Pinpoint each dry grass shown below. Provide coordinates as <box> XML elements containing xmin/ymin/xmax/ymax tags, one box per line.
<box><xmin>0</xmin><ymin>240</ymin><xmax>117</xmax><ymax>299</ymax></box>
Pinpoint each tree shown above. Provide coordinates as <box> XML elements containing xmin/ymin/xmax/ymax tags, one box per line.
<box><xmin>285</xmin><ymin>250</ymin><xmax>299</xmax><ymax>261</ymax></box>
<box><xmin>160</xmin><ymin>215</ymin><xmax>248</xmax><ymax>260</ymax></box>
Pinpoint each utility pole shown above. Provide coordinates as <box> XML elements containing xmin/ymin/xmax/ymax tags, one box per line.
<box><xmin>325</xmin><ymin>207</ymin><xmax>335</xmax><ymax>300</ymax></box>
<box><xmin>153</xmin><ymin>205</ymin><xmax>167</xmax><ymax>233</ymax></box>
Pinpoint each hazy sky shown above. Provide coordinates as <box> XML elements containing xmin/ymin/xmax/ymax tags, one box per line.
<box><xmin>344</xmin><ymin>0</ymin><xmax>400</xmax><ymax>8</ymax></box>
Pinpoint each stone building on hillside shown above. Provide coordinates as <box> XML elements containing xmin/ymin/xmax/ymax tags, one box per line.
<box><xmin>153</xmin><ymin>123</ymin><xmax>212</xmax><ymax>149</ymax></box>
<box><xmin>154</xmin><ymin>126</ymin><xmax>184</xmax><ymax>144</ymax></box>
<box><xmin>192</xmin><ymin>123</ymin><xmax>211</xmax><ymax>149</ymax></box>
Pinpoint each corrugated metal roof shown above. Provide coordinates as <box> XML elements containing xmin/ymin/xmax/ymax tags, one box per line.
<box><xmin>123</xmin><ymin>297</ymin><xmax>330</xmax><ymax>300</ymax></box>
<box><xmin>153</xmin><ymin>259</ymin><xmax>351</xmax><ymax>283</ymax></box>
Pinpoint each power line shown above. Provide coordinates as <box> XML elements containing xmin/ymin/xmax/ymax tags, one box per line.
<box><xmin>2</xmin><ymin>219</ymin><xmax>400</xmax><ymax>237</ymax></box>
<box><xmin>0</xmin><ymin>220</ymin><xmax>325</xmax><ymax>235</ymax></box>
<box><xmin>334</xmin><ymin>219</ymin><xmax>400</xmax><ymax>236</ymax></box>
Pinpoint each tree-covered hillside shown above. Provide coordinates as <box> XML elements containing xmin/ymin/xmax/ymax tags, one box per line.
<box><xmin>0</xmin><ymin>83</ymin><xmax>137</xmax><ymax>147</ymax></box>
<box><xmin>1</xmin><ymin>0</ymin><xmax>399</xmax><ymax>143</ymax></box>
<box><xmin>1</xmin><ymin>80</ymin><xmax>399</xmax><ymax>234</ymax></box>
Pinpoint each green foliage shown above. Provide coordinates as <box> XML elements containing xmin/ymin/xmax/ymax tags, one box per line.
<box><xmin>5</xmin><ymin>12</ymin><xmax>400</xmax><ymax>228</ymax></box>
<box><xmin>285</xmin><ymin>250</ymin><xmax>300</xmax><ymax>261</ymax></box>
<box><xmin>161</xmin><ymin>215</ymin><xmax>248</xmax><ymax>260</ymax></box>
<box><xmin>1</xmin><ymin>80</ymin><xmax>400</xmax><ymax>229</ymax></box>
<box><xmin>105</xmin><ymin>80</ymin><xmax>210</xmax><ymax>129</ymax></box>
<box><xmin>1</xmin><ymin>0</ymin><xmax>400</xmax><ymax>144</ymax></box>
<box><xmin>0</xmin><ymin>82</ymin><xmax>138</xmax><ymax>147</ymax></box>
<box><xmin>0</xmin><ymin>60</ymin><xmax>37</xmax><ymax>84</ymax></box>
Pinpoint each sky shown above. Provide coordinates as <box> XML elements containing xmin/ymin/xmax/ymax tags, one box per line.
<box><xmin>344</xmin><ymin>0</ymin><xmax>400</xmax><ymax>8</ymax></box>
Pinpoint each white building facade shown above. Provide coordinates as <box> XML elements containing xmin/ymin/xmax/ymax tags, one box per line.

Instructions for the task
All of the entries above need to be output again exactly.

Response box
Pinpoint each dry grass shown below. Provide coordinates as <box> XML elements containing xmin/ymin/xmax/ymax tags, one box per line.
<box><xmin>0</xmin><ymin>240</ymin><xmax>117</xmax><ymax>299</ymax></box>
Pinpoint each tree shown above. Provide coordinates as <box> XML elements containing xmin/ymin/xmax/ymax tags, one box per line.
<box><xmin>285</xmin><ymin>250</ymin><xmax>299</xmax><ymax>261</ymax></box>
<box><xmin>160</xmin><ymin>215</ymin><xmax>248</xmax><ymax>260</ymax></box>
Pinpoint each utility pole shown above. Provide coordinates as <box> XML elements containing xmin/ymin/xmax/ymax tags, one box per line.
<box><xmin>325</xmin><ymin>207</ymin><xmax>335</xmax><ymax>300</ymax></box>
<box><xmin>153</xmin><ymin>205</ymin><xmax>167</xmax><ymax>233</ymax></box>
Pinpoint each hazy sky shown above. Provide coordinates as <box> XML elements containing xmin/ymin/xmax/ymax tags, one box per line.
<box><xmin>344</xmin><ymin>0</ymin><xmax>400</xmax><ymax>8</ymax></box>
Pinpoint each stone building on hillside shown above. Provide coordinates as <box> XML elements containing xmin/ymin/xmax/ymax tags, one box per line.
<box><xmin>153</xmin><ymin>123</ymin><xmax>212</xmax><ymax>149</ymax></box>
<box><xmin>154</xmin><ymin>126</ymin><xmax>184</xmax><ymax>144</ymax></box>
<box><xmin>192</xmin><ymin>123</ymin><xmax>211</xmax><ymax>149</ymax></box>
Pinpoint each corrugated metal roof shown above. Provide coordinates as <box> XML elements containing xmin/ymin/xmax/ymax tags, one box per line.
<box><xmin>123</xmin><ymin>297</ymin><xmax>330</xmax><ymax>300</ymax></box>
<box><xmin>153</xmin><ymin>259</ymin><xmax>351</xmax><ymax>283</ymax></box>
Pinpoint each power line shown above. Provide coordinates as <box> XML elements containing xmin/ymin/xmax/ymax tags, one box per line.
<box><xmin>2</xmin><ymin>219</ymin><xmax>400</xmax><ymax>237</ymax></box>
<box><xmin>0</xmin><ymin>220</ymin><xmax>325</xmax><ymax>235</ymax></box>
<box><xmin>334</xmin><ymin>219</ymin><xmax>400</xmax><ymax>236</ymax></box>
Pinpoint each tree-covered hillside shown above. Provide coordinates as <box> XML elements containing xmin/ymin/xmax/ymax tags, one box per line.
<box><xmin>0</xmin><ymin>83</ymin><xmax>137</xmax><ymax>147</ymax></box>
<box><xmin>1</xmin><ymin>0</ymin><xmax>399</xmax><ymax>143</ymax></box>
<box><xmin>1</xmin><ymin>80</ymin><xmax>399</xmax><ymax>234</ymax></box>
Pinpoint each green foliage shown above. Provide coordinates as <box> XML elements containing xmin/ymin/xmax/ymax tags, one box per line.
<box><xmin>5</xmin><ymin>12</ymin><xmax>400</xmax><ymax>228</ymax></box>
<box><xmin>285</xmin><ymin>250</ymin><xmax>300</xmax><ymax>261</ymax></box>
<box><xmin>161</xmin><ymin>215</ymin><xmax>248</xmax><ymax>260</ymax></box>
<box><xmin>1</xmin><ymin>80</ymin><xmax>400</xmax><ymax>229</ymax></box>
<box><xmin>105</xmin><ymin>80</ymin><xmax>210</xmax><ymax>129</ymax></box>
<box><xmin>1</xmin><ymin>0</ymin><xmax>400</xmax><ymax>144</ymax></box>
<box><xmin>0</xmin><ymin>82</ymin><xmax>138</xmax><ymax>147</ymax></box>
<box><xmin>0</xmin><ymin>60</ymin><xmax>37</xmax><ymax>84</ymax></box>
Pinpoint each sky shown above. Provide coordinates as <box> XML elements containing xmin/ymin/xmax/ymax tags, one box per line.
<box><xmin>344</xmin><ymin>0</ymin><xmax>400</xmax><ymax>8</ymax></box>
Pinpoint each white building facade shown above. Provide coordinates as <box> XML elements containing xmin/ymin/xmax/ymax tags, one box per line.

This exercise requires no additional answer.